The aft boiler room quickly flooded and the ship began listing to the starboard.  All efforts to counter the list failed, and soon the forward boiler room began flooding, ending power for the pumps.  The Szent István was doomed, but no order was given to abandon ship, and as the battleship settled further into the water, the event was filmed from the Tegetthoff (watch the movie: https://www.youtube.com/watch?v=5pSiCjfhUUw), while the ship’s band played the Austrian national anthem.  The ship capsized and slid beneath the surface at 6:05 AM, losing only 89 men out of a complement of 1094 – contrary to usual practice Austro-Hungarian sailors had to learn to swim.  And like the Szent István, the doomed Austro-Hungarian Empire was slowly slipping beneath the waters of history, to disappear forever.  (Well, actually the Szent István was found in the 1970s.)

DATASET ROWS:
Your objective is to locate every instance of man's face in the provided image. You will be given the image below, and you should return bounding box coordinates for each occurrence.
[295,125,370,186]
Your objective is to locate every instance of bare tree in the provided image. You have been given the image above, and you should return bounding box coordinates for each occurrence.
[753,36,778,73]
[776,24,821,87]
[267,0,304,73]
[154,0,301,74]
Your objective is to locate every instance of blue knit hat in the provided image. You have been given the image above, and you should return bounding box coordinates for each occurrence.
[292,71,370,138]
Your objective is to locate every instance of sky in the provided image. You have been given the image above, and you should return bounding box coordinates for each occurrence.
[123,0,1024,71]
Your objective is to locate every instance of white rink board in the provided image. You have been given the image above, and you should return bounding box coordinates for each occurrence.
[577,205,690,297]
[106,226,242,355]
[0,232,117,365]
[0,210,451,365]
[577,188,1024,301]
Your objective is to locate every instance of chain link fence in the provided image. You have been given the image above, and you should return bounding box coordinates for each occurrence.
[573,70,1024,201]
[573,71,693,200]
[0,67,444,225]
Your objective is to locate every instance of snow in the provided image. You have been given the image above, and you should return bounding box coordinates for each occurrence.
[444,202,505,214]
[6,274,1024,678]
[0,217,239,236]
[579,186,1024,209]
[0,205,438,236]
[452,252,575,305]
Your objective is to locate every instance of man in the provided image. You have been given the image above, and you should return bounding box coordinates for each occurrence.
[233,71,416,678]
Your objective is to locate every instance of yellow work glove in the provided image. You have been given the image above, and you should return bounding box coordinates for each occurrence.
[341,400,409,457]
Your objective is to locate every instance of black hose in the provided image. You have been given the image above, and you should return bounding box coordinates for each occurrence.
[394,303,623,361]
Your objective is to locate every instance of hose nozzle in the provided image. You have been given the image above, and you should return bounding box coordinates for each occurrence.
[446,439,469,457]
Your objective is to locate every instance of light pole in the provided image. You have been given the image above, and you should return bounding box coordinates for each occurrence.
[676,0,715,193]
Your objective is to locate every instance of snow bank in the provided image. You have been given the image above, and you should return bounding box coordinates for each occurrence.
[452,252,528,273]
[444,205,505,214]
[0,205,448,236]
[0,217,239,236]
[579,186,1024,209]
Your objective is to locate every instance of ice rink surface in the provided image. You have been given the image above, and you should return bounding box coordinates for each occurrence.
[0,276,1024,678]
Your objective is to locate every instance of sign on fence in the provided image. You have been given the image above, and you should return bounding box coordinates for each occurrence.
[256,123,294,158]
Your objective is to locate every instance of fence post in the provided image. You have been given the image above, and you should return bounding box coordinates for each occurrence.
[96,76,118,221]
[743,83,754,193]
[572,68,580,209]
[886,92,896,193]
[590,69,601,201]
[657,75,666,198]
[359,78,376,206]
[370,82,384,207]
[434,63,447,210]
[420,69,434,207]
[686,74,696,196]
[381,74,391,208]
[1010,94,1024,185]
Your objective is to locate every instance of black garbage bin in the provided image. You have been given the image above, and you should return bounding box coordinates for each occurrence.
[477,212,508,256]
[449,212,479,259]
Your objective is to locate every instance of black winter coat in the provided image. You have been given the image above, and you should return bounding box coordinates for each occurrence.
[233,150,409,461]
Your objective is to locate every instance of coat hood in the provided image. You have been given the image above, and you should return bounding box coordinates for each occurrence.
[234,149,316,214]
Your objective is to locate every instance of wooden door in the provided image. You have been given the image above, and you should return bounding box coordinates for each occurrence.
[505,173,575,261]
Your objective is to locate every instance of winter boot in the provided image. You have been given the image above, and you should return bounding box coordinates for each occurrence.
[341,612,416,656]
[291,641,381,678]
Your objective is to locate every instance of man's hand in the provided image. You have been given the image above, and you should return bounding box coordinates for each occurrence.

TASK INSTRUCTIONS:
- A) Apart from the web address, list every number in the Szent István passage.
- B) According to the Szent István passage, what did the ship's band play as the battleship settled into the water?
- C) Translate this sentence from the Szent István passage into French: "All efforts to counter the list failed, and soon the forward boiler room began flooding, ending power for the pumps."

SOLUTIONS PER TASK:
- A) 6:05, 89, 1094, 1970s

- B) The Austrian national anthem.

- C) Tous les efforts pour corriger la gîte échouèrent, et bientôt la chaufferie avant commença à être inondée, ce qui priva les pompes d'alimentation.